• _Aim_:
Rewrite the lines of the listing starting at the line that contains "as (455, 254)." and ending at the last line of the listing, replacing "noseband" with "nosepiece" and leaving everything else unchanged.

• _Location labeling records_:
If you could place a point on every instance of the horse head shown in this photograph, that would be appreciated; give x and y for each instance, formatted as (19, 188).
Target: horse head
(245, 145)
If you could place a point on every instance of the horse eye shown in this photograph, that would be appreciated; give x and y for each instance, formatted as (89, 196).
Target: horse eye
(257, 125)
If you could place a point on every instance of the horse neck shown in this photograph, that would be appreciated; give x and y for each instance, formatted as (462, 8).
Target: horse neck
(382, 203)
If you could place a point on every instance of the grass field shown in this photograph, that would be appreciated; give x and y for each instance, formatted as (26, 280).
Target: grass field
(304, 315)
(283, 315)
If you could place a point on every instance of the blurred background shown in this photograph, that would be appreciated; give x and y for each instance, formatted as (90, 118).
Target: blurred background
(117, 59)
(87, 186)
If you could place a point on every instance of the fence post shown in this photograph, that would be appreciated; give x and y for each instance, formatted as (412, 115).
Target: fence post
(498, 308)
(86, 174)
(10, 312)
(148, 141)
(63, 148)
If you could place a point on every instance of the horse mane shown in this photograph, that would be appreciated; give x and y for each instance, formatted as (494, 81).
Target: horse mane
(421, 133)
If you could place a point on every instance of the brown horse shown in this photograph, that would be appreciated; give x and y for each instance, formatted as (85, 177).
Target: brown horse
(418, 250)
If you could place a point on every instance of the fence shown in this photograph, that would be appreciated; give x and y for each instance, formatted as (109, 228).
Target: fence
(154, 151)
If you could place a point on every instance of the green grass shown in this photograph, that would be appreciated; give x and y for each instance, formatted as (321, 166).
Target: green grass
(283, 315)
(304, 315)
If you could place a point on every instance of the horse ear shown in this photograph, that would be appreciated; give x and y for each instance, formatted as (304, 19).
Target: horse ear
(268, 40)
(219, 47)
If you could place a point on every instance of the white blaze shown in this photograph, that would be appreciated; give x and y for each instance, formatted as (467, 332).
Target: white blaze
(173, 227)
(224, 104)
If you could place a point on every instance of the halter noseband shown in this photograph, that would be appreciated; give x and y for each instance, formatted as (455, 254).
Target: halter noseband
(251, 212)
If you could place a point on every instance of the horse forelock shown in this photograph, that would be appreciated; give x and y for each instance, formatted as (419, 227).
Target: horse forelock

• _Exercise solution_:
If you could place a point on every instance of the halter nosepiece shown in this photograph, that would be appreciated; give x and y for each instance, formatted as (455, 254).
Target: halter nosepiece
(251, 212)
If you could place a point on every instance of the horse forelock shown in this photograph, that would be appreciated; give x and y for each instance, formatted as (419, 227).
Target: horse forelock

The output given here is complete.